文章 -
当前位置: 首页 > news >正文

DeepSeek R1 部署笔记(个人无框架部署,缓慢更新中)

部署相关

新电脑显卡 4060Ti 8G
准备部署 DeepSeek-R1-Distill-Llama-8B

环境搭建

通过 nvidia-smi 查询得知CUDA 12.7 ,装了anaconda

创建了环境,安装依赖
发现国外的网站有点慢,想换个镜像


pip install torch torchvision torchaudio --index-url https://download.pytorch.org/whl/cu118  # CUDA版本,这里用的是118版本,还是121以上版本比较好,否则无法用Flash Attention对生成过程进行加速
# pip install torch torchvision torchaudio  # CPU版本

# CUDA下载太慢,准备试试阿里云的镜像,
pip install torch==2.3.1 torchvision==0.18.1 torchaudio==2.3.1 -f https://mirrors.aliyun.com/pytorch-wheels/cu118
pip install transformers==4.37.0 accelerate sentencepiece       # 后续证明4.37 不行,会报错,使用了pip install --upgrade transformers命令升级到4.49后问题解决

# 发现比那个强个三倍吧。但是也要下一个小时,我承认我急了,直接把原文件复制到浏览器下载,五分钟就下好了
https://mirrors.aliyun.com/pytorch-wheels/cu118/torch-2.3.1%2Bcu118-cp310-cp310-win_amd64.whl

然后进入所下载的文件夹,使用pip命令进行安装
`pip install 文件名.whl`
有好几个不是断联就是下载太慢,就直接手动下载解决了 ,记得把相应的包放到运行命令的文件夹下,或者进入到相应的文件夹再执行pip命令

模型下载

准备用git lfs 命令在魔搭上下载源模型进行部署

pip install git-lfs
git lfs clone https://www.modelscope.cn/deepseek-ai/DeepSeek-R1-Distill-Llama-8B D:\PythonProject\DeepSeek_Project

发现无法下载模型文件(有人知道为什么记得告诉我),最后还是手动下载了,手动下载都下了得有一个多小时,已老实。

运行相关

简单部署使用

编写了一个简单的python脚本,进行运行python deepseek.py 命令进行运行

此处的脚本借鉴了https://blog.csdn.net/ddv_08/article/details/145412729的代码

#-*-coding:GBK -*-
from transformers import AutoModelForCausalLM, AutoTokenizer
import torch
 
model_path = "D:\PythonProject\DeepSeek_8B"  # 模型路径
device = "cuda" #if torch.cuda.is_available() else "cpu"
 
# 加载模型和分词器

tokenizer = AutoTokenizer.from_pretrained(model_path, trust_remote_code=True)
model = AutoModelForCausalLM.from_pretrained(
    model_path,
    trust_remote_code=True,
    torch_dtype=torch.float16
    #device_map="auto"
).to(device)



# 生成函数
def generate_response(prompt):
    messages = [{"role": "user", "content": prompt}]
    inputs = tokenizer.apply_chat_template(
        messages,
        add_generation_prompt=True,
        return_tensors="pt"
    ).to(device)
    
    outputs = model.generate(
        inputs,
        max_new_tokens=1000,
        do_sample=True,
        temperature=0.8,
        top_p=0.9
    )
    response = tokenizer.decode(outputs[0][len(inputs[0]):], skip_special_tokens=True)
    print(len(response))
    return response
 
# 测试对话
if __name__ == "__main__":
    while True:
        user_input = input("用户:")
        if user_input.lower() == "exit":
            break
        print("助手:", generate_response(user_input))

数据 -

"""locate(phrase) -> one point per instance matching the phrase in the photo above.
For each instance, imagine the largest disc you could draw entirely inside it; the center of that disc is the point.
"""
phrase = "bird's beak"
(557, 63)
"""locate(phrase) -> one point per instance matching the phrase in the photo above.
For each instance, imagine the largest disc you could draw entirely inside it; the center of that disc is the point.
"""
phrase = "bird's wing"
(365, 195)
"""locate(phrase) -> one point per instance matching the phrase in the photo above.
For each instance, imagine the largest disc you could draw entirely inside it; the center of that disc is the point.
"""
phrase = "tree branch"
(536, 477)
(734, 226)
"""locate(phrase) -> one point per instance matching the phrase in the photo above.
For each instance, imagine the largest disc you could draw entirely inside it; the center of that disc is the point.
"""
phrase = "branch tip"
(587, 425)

---

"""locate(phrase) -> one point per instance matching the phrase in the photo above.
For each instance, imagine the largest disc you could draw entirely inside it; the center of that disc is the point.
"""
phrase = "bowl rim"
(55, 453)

任务要求 -
1. 请把 DeepSeek R1 部署笔记中从"return response"开始、一直到"e(user_input))"为止的这段原文照抄出来。
2. 请接着 DeepSeek R1 部署笔记最后一句往下续写。

参考答案 -
1.
return response
 
# 测试对话
if __name__ == "__main__":
    while True:
        user_input = input("用户:")
        if user_input.lower() == "exit":
            break
        print("助手:", generate_response(user_input))

2.
进一步优化

使用Flash Attention进行加速

要使用该参数必须先安装flash att包,可以使用pip install flash-attn --no-build-isolation,但是下载速度很慢而且多次断联

安装可以参考这两篇文章的内容
https://blog.csdn.net/A15216110998/article/details/144854255
https://blog.51cto.com/u_15344287/13120915

我是在windows上运行的,于是下载了 flash_attn-2.7.1.post1+cu124torch2.3.1cxx11abiFALSE-cp310-cp310-win_amd64.whl
亲测确实有加速,具体加速多少没有进行详细测试


model = AutoModelForCausalLM.from_pretrained(
    model_path,
    use_flash_attention_2=True,
    # ...其他参数
)

遇到的报错

RuntimeError: You can’t move a model that has some modules offloaded to cpu or disk.

完整报错:

(deepseek) D:\PythonProject\DeepSeek_8B>python deepseek.py
Loading checkpoint shards: 100%|█████████████████████████████████████████████████████████| 2/2 [00:04<00:00,  2.11s/it]
Some parameters are on the meta device because they were offloaded to the cpu.
You shouldn't move a model that is dispatched using accelerate hooks.
Traceback (most recent call last):
  File "D:\PythonProject\DeepSeek_8B\deepseek.py", line 16, in <module>
    ).to(device)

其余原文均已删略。